**Stored rows**

'''

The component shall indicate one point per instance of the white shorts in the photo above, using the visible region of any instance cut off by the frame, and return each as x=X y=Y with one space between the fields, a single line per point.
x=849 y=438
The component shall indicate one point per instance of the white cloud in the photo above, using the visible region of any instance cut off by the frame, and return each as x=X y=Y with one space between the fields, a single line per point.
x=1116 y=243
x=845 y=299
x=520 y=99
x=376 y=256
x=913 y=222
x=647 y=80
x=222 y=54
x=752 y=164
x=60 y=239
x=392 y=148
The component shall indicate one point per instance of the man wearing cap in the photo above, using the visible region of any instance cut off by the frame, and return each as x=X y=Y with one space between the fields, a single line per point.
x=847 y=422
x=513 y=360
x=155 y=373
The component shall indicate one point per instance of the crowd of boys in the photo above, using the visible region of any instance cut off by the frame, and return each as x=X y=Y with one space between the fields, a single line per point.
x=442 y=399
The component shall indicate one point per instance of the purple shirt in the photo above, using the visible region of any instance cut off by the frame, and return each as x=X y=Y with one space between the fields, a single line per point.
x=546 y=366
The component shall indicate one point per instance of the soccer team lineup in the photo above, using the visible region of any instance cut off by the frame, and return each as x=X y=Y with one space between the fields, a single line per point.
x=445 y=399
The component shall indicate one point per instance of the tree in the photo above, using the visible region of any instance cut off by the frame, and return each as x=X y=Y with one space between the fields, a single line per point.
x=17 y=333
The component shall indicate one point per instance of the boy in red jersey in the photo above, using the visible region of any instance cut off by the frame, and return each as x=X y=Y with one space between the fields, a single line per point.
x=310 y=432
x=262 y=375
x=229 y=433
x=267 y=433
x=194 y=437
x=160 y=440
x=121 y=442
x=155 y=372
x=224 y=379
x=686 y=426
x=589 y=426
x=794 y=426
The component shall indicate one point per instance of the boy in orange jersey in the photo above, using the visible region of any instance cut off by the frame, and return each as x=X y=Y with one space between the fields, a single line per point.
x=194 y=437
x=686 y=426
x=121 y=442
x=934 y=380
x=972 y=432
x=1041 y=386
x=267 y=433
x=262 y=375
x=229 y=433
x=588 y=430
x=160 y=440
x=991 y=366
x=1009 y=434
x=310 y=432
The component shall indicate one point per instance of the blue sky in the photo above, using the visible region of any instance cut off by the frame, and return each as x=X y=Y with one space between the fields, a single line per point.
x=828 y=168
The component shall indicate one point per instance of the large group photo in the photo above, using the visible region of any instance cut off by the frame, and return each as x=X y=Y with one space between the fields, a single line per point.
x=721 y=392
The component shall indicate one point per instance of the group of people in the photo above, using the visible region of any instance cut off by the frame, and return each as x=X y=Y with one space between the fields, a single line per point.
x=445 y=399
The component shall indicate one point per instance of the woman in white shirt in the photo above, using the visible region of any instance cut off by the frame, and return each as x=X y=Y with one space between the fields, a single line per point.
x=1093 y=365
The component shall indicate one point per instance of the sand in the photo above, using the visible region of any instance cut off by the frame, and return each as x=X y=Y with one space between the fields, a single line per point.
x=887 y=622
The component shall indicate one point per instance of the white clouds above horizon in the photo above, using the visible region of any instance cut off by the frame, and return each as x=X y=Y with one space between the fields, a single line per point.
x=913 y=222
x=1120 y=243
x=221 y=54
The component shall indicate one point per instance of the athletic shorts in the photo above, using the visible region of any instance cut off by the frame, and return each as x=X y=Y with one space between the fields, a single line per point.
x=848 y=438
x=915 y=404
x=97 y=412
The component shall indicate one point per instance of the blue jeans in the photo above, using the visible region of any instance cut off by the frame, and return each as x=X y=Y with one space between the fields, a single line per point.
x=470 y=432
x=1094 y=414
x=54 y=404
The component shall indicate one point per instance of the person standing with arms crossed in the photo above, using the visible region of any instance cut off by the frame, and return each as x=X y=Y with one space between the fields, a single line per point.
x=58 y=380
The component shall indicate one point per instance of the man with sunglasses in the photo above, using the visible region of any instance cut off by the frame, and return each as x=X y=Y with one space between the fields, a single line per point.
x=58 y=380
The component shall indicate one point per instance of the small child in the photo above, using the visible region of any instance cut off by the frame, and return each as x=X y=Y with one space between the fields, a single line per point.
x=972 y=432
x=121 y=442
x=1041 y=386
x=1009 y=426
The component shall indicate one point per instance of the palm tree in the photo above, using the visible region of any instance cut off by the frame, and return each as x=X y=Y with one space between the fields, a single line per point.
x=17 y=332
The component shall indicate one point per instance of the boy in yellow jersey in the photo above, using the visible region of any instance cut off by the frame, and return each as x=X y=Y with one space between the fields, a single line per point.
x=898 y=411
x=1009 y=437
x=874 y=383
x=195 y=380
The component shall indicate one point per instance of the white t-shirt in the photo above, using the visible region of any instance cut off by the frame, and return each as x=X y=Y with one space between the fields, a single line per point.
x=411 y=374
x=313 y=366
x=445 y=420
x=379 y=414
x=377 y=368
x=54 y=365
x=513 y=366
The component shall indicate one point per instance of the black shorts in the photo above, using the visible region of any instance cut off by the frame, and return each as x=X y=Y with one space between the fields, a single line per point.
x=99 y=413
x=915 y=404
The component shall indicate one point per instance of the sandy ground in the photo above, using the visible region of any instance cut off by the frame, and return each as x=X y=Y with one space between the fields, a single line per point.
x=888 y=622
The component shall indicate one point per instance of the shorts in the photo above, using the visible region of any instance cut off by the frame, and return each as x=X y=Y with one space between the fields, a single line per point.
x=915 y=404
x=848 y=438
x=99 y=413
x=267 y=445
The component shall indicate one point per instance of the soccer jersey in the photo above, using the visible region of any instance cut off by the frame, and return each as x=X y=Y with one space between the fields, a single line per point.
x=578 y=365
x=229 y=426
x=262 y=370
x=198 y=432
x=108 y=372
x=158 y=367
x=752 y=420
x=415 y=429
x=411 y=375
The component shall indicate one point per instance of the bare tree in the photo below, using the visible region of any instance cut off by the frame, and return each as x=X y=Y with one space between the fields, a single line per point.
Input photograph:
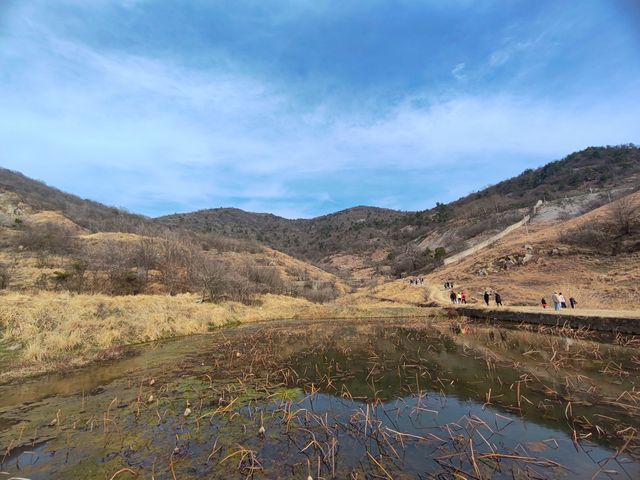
x=5 y=276
x=625 y=215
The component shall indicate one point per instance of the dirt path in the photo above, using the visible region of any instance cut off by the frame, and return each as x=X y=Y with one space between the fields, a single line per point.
x=438 y=294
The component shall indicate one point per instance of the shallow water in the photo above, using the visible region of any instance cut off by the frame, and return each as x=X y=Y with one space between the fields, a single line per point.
x=336 y=399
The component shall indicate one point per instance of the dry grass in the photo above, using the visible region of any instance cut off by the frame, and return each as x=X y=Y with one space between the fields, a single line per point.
x=60 y=330
x=596 y=280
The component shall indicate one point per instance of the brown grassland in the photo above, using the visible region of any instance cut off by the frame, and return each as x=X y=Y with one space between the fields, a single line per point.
x=56 y=331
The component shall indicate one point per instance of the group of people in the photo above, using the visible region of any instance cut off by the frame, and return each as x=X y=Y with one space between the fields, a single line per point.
x=459 y=297
x=559 y=301
x=496 y=296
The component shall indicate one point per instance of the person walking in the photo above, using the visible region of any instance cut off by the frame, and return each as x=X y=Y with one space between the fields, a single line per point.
x=555 y=298
x=563 y=302
x=498 y=299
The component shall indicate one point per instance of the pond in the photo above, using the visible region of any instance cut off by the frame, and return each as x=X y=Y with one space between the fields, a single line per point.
x=336 y=399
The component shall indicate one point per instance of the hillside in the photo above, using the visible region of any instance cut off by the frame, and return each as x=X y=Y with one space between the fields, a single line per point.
x=365 y=242
x=360 y=244
x=42 y=249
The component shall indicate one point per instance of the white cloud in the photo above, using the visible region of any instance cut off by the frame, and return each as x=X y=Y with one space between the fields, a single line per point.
x=139 y=131
x=458 y=71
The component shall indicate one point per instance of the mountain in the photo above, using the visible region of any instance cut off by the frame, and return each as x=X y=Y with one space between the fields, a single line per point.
x=51 y=240
x=365 y=241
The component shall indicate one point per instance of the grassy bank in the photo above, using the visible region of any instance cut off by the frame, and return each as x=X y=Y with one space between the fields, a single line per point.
x=55 y=331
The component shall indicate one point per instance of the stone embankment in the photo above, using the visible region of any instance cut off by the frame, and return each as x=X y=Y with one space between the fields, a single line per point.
x=610 y=324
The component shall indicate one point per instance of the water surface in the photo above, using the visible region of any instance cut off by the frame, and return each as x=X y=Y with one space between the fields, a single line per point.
x=335 y=399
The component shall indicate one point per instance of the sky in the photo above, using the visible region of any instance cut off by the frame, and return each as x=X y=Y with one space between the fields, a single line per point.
x=305 y=107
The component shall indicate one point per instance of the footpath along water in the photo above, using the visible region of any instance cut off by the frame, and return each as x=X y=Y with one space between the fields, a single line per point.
x=335 y=399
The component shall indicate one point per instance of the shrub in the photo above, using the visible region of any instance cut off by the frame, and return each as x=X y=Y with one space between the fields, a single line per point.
x=48 y=237
x=5 y=276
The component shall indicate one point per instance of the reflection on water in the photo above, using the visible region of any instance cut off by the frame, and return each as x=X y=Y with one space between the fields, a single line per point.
x=381 y=399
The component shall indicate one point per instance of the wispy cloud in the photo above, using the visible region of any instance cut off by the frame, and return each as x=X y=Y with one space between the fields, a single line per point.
x=160 y=133
x=458 y=71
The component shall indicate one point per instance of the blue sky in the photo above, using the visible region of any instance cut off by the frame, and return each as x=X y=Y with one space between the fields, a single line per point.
x=304 y=107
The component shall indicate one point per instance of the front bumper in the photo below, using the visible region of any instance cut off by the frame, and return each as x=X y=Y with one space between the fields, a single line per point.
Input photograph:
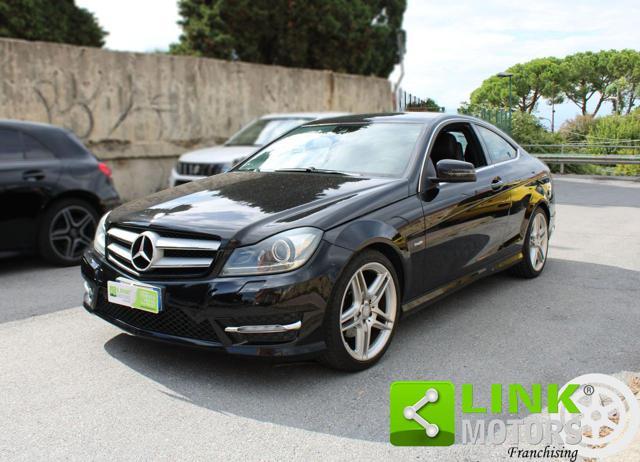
x=207 y=312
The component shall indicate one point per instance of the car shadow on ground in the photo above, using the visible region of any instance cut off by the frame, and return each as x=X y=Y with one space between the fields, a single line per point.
x=499 y=330
x=23 y=264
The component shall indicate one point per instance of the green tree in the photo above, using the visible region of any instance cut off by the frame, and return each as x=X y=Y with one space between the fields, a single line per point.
x=532 y=81
x=526 y=129
x=588 y=74
x=625 y=90
x=577 y=129
x=357 y=36
x=60 y=21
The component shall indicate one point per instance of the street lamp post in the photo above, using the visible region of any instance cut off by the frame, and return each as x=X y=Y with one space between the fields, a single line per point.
x=509 y=75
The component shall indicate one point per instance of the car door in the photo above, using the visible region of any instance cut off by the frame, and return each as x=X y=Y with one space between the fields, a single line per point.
x=507 y=172
x=28 y=175
x=464 y=221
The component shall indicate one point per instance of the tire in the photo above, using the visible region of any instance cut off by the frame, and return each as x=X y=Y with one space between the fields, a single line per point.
x=348 y=320
x=535 y=248
x=66 y=230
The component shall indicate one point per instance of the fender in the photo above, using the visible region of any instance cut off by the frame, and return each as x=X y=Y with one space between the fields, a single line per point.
x=360 y=234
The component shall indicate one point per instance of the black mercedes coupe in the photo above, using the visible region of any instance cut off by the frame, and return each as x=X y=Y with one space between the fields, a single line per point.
x=321 y=241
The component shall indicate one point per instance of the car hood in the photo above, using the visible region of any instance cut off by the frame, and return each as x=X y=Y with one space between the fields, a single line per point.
x=249 y=206
x=218 y=154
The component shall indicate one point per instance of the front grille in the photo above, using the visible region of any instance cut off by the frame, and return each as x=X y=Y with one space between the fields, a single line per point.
x=171 y=321
x=199 y=169
x=169 y=255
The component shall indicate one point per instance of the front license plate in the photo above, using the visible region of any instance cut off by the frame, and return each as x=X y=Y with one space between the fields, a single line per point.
x=137 y=296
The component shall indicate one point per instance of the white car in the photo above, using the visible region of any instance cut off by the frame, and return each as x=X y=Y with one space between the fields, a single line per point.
x=205 y=162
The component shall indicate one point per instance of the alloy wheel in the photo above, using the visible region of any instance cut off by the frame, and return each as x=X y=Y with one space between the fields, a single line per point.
x=368 y=311
x=71 y=231
x=538 y=241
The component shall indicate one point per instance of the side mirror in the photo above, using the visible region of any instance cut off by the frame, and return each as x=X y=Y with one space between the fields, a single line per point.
x=454 y=171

'''

**Brief**
Reproduce verbatim the part of the items above that opens with the line containing "the car door" and closes with the line containing "x=137 y=296", including both of those lines. Output nothing else.

**Task result**
The component shall indicate one point per instance of the car door in the photo above, using the visible region of any instance cut off by the frame, and return each as x=X y=Y with one space between the fields, a single line per point.
x=507 y=172
x=28 y=175
x=464 y=221
The component shall indicate one point per instance of the tire in the photo above, using the visible region of any instance cut off by the frame, and return each as x=X y=Y with one space between the fields, a single line per point.
x=348 y=320
x=535 y=248
x=66 y=230
The component shall indicate one point per instance of the fender in the photo above, using the visible region of any instance cut off by the frame, and return each as x=X y=Y with one space between the fields, a single line per point.
x=360 y=234
The component shall indicate one point per instance of the black mercedes coupe in the photo above, using the visible region of any instance cut off by the frame, and return each as x=X y=Y with one space between the fields, a single line per point.
x=321 y=241
The component shall indicate one point per instance of the car hood in the photo above, using the visible region of any instance cut off by the frame, and return each as x=X y=Y with one space between the fields, a single line per point.
x=249 y=206
x=218 y=154
The component shall indicate one point per instance of the front grille in the photo above, using the visible region of any instance cut off by the frame, and return each as x=X y=Y with one space between the fields, a single line per point.
x=171 y=321
x=199 y=169
x=169 y=255
The component shall indicate one point per instance of the front license plate in the photo above, using the visible region of any instance cut off by the frame, and return each as x=X y=Y with one space between the fields, a single line per point.
x=137 y=296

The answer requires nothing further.